Life Insurance and the Pre-Immigration Client
Every life insurance professional knows that life insurance can be used to reduce, defer or eliminate taxes when used inside of a trust. The same is true for the client planning to immigrate to the United States and seeking tax and structuring advice.
Meet the Chiews
Mr. & Mrs. Ben & Lia Chiew, both 45, are residents of Shanghai and planning to move to the United States within the next two years. The couple has a clothing line and will move their company’s headquarters to the Boston area while continuing to manufacture in the Pearl River region. They have USD 50m in non-company related investments at a private bank in Hong Kong and three teenage children.
Mr. & Mrs. Chiew have sought advice from an international tax expert at a major law firm who has a mix of good news and some bad news for his clients.
“Read My Lips: No New Taxes” – George H.W. Bush
The bad news is that once the Chiews move to the U.S. and become U.S. taxpayers, they will be taxed on their worldwide income. It would be wise, advises their attorney, to move their non-U.S.-domiciled investments into a trust and, technically, outside of their control, before they trigger U.S. taxpayer status.
The good news is the United States permits nearly unlimited transfers of gifts from a non-U.S. taxpayer to a U.S. taxpayer without a tax consequence. As gift tax is assessed on the maker of a gift and a non-U.S. taxpayer is not subject to U.S. taxation, no gift tax is due. While this sounds extremely generous of the Treasury Department, the thought is that the IRS will eventually get its bite of the apple after the gift ends up with a U.S. taxpayer.
While the ability of the trust to remove the transferred investments from the future estate of the Chiews is good news, the attorney points out some negatives. This type of trust is known as a ‘drop-off’ trust and if the Chiews become U.S. taxpayers within five years of forming the trust and there are U.S. beneficiaries of the trust, the income from the non-U.S. domiciled assets in the trust will be taxed by the U.S. Treasury.
In this instance, the Chiew children will be the beneficiaries of the trust and the Chiews cannot wait for five years to move to the United States.
One More Problem
Their attorney points out that if the USD 50m in investments they hope to transfer to the trust make up most of the Chiews assets, the IRS could treat the transaction as an avoidance tactic and not a planning strategy. If it looks as if the Chiews might need to tap the trust for funds to live on, this will be a red flag for the IRS.
Fortunately, the value of the clothing line and the factory in China exceeds the value of the investments to be transferred so this alleviates part of the problem. Also, the Chiews will earn robust salaries from their company while in the U.S., so it is unlikely they will need distributions from the trust.
The Chiews are happy that their securities and money in their private bank account can escape being a part of a future U.S. estate but are still concerned about the trust being taxed on the income from those assets. They press their attorney on what can be done.

--------------------

▶ **SET EXERCISE**: Please quote word for word the part of the article on pre-immigration life insurance that begins with the words containing "While the ability" and ends with "the U.S. Treasury.".

▶ **STORED DATA**:

--------------------

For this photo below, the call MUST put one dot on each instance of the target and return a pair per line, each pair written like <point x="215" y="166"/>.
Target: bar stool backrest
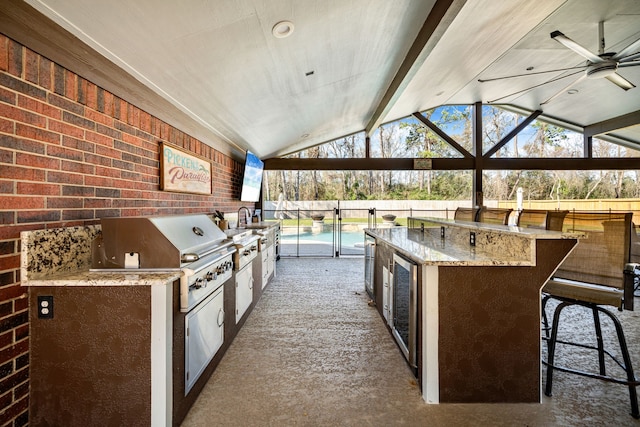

--------------------

▶ **WORKED SOLUTION**:
While the ability of the trust to remove the transferred investments from the future estate of the Chiews is good news, the attorney points out some negatives. This type of trust is known as a ‘drop-off’ trust and if the Chiews become U.S. taxpayers within five years of forming the trust and there are U.S. beneficiaries of the trust, the income from the non-U.S. domiciled assets in the trust will be taxed by the U.S. Treasury.